(Given passage)

Fig. 2.2 Artistic schematic demonstrating the relative difference between the typical extent of artery injuries caused by ultrasonic aspirators versus those caused by conventional suction. While both devices can injure arteries, in my experience suctions can partially avulse small branches, or tear branch points, which can be fixed, often preserving the parent artery, while ultrasonic aspirators often leave larger holes which cannot be fixed.


Method Two: Know the Vessel Anatomy and Work It into Your Planning

As stated above, you have to sacrifice some arteries to remove a glioma as you are removing a piece of the brain. However, it is always best to delay this sacrifice until you are certain of the vessels identity as a vessel supplying soon to be removed brain. You want to avoid sacrificing an artery that is supplying an important part of the brain beyond what you plan to remove. However, as you gain experience, it becomes easier to recognize which vessels pose some risk for being an en passage artery, meaning it is supplying brain which you do not plan to remove, and which ones almost certainly are not going to a different part of the brain. It speeds up the resection significantly when you do not fixate on the identity of anterior temporal MCA branches when the plan is for temporal lobectomy. It is more important when you realize you are dealing with an en passage situation ahead of time, and behave appropriately.

(Given information)
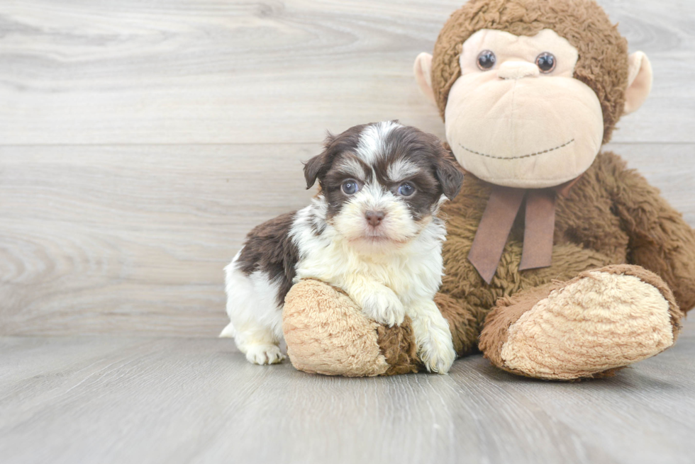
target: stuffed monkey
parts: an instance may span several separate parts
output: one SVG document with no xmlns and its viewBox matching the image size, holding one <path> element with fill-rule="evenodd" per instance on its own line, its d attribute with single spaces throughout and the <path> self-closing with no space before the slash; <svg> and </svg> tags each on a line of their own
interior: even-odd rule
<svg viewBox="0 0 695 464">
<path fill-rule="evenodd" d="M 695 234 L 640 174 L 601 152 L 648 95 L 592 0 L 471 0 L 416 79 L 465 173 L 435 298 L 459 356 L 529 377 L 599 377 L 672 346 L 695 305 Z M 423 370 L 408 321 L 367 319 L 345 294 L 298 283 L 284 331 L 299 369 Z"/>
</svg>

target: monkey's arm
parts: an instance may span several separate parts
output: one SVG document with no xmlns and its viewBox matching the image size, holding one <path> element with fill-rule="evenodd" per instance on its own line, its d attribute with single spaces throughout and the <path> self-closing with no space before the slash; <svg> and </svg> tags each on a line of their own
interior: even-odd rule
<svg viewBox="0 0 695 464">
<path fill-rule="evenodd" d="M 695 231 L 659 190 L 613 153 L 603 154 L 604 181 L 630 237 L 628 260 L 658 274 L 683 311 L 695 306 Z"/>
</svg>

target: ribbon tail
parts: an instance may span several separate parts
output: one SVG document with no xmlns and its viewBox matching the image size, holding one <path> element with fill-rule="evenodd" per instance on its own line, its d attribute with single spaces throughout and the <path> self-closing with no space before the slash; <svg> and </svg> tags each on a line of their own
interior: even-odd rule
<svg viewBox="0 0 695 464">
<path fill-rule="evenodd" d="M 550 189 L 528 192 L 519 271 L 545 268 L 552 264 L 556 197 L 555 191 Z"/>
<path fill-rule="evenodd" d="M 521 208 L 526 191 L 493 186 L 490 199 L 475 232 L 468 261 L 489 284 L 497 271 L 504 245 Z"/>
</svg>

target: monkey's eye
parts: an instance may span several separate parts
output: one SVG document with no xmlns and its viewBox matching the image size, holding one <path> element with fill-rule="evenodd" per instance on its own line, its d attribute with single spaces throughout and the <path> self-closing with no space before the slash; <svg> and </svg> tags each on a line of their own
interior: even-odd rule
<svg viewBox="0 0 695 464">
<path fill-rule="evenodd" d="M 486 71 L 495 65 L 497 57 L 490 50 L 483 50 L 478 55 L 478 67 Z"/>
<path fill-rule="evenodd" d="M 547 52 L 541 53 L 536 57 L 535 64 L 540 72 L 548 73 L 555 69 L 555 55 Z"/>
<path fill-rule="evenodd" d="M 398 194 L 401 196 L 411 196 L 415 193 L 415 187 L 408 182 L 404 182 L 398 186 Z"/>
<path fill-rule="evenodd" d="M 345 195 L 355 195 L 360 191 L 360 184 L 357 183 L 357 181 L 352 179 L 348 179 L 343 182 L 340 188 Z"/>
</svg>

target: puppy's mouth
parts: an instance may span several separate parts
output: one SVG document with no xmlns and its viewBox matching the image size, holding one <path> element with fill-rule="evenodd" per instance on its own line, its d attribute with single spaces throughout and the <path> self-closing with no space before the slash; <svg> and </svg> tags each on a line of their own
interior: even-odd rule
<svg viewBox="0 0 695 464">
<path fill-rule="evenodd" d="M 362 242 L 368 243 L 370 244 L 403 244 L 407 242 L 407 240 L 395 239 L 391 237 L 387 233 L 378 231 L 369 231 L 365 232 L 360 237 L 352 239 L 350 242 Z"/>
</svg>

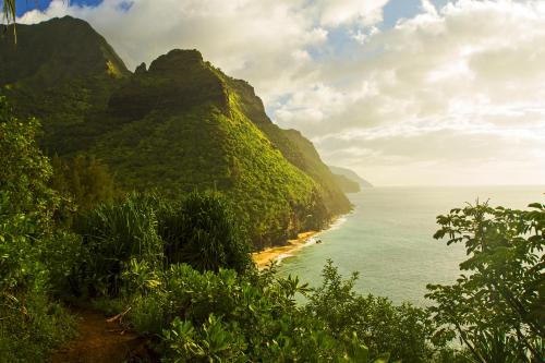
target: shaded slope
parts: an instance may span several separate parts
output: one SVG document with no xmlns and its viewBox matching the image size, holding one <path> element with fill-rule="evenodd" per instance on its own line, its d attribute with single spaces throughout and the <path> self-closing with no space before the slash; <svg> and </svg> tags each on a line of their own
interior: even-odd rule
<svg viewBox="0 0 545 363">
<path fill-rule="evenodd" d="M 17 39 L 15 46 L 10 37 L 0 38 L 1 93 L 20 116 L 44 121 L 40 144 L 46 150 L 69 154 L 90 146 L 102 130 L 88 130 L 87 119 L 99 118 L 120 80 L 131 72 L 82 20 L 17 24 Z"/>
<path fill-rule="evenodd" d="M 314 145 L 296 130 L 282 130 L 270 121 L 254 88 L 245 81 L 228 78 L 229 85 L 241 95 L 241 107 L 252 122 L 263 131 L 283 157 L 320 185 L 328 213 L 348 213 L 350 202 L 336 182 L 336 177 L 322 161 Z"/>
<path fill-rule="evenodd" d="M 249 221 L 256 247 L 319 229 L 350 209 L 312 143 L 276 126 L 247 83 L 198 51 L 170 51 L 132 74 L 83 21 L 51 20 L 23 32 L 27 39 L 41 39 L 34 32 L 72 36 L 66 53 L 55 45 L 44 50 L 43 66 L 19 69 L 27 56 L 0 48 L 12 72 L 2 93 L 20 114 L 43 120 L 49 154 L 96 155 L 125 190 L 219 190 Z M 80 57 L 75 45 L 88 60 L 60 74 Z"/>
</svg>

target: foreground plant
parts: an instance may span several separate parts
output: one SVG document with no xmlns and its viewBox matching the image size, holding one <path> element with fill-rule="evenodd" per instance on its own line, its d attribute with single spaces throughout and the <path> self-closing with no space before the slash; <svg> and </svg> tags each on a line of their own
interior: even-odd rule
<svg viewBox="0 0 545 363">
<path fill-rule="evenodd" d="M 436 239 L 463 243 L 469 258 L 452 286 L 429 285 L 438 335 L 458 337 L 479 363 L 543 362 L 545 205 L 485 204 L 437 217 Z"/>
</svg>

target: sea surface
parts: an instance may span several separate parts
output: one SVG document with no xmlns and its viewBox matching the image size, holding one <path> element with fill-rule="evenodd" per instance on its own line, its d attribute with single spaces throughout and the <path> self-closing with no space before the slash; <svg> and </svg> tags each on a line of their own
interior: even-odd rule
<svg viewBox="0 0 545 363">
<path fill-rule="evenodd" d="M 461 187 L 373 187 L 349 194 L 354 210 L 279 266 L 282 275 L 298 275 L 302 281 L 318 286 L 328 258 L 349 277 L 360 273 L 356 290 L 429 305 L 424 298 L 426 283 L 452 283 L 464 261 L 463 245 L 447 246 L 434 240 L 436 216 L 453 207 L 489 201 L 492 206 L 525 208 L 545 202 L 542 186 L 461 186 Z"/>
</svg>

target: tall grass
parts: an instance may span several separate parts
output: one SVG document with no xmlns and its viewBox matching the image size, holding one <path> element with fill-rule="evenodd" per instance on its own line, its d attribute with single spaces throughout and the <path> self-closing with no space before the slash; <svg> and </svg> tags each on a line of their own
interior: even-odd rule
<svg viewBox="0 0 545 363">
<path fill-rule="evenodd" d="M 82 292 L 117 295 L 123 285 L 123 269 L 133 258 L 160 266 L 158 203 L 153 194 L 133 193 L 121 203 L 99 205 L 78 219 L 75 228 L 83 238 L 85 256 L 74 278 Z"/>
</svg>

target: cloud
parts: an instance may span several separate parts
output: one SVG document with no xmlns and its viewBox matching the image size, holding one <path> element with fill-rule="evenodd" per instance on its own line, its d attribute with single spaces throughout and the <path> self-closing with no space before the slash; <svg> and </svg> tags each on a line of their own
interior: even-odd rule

(Exercise requirements)
a) In the passage on arteries during glioma resection, what does the author say ultrasonic aspirators often leave in injured arteries?
b) Resume the passage on arteries during glioma resection right after its final sentence, in the same technical voice.

(Activity answers)
a) Larger holes that cannot be fixed.

b)
Common En Passage Situations (Fig. 2.3)
Fig. 2.3 Artistic depiction of en passage arteries commonly involved in glioma operations. Common sites include the ACA branches in the frontal midline, the anterior choroidal and PCA near the uncus, the frontal operculum, the back of the Sylvian fissure and the insula. Note that this is not an exhaustive list, but demonstrates the arteries I am most often concerned about.

Midline frontal lobe: As the resection proceeds inwards towards the cingulate gyrus and corpus callosum, you begin to encounter more ACA branches, eventually reaching the ACA trunk. It is impossible the remove the corpus callosum, cingulate gyrus, or midline frontal lobe without addressing these branches safely. The majority of these branches are internal frontal branches, which are supplying the brain which you are going to remove; however, there are critical en passage branches, namely the callosomarginal artery, which are feeding the motor strip and SMA regions among others, which much be preserved. Here, it is critical to follow the rule that you should follow an artery to its target before taking it.


Frontal or parietal operculum: Removing an opercular tumor successfully is synonymous with safely working around the en passage arteries exiting the Sylvian fissure.


Insula: Accessing the insula requires working past the MCA branches which overlie it. Thus, most of the large arteries encountered are en passage arteries. Sacrificing the circumflex branches which supply the insula is critical for preserving the integrity of the numerous en passage vessels at risk in these cases.


Back of the Sylvian fissure: Dealing with tumors involving the supramarginal gyrus or superior temporal gyrus brings you to critical en passage arteries, including the branch I call the artery of death (described below).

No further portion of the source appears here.